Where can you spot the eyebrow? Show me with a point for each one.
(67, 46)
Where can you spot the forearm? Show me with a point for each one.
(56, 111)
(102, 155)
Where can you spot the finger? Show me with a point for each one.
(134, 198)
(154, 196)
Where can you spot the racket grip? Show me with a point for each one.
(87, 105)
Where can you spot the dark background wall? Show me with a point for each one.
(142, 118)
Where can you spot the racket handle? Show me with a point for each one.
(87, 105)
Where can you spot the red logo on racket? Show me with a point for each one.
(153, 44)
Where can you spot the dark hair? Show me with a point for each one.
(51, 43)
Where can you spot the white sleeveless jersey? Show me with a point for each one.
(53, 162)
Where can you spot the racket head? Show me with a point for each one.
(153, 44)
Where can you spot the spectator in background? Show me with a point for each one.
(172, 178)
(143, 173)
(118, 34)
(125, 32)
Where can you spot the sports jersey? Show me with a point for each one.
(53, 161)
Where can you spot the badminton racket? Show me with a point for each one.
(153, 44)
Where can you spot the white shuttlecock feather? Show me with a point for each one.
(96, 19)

□ □ □ □

Problem description: Output the data above exactly, please, line for line.

Task answer:
Where can you spot the eyebrow? Show me with a point for each one.
(67, 46)
Where can you spot the forearm? Show me with a point for each one.
(56, 111)
(102, 155)
Where can you spot the finger? Show me with a point for each one.
(134, 198)
(154, 196)
Where can you spot the racket grip? Show me with a point for each one.
(87, 105)
Where can you spot the dark background wall? Show me with a point for each one.
(142, 118)
Where can you spot the racket handle? Show me with a point for each one.
(87, 105)
Where can you spot the red logo on racket? Show me with a point for each one.
(153, 44)
Where can you spot the dark hair? Show me with a point for each one.
(51, 43)
Where can you spot the white sleeveless jersey? Show me with a point for each one.
(53, 162)
Where can you spot the racket head? Show me with a point for each one.
(153, 44)
Where can you spot the spectator in background? Show me with a point for each one.
(172, 178)
(143, 173)
(118, 34)
(125, 32)
Where can you spot the sports jersey? Show me with a point for each one.
(53, 161)
Where can you spot the badminton racket? Show me with a point for each one.
(153, 44)
Where can you spot the white shuttlecock feather? Show me with a point for each one.
(96, 19)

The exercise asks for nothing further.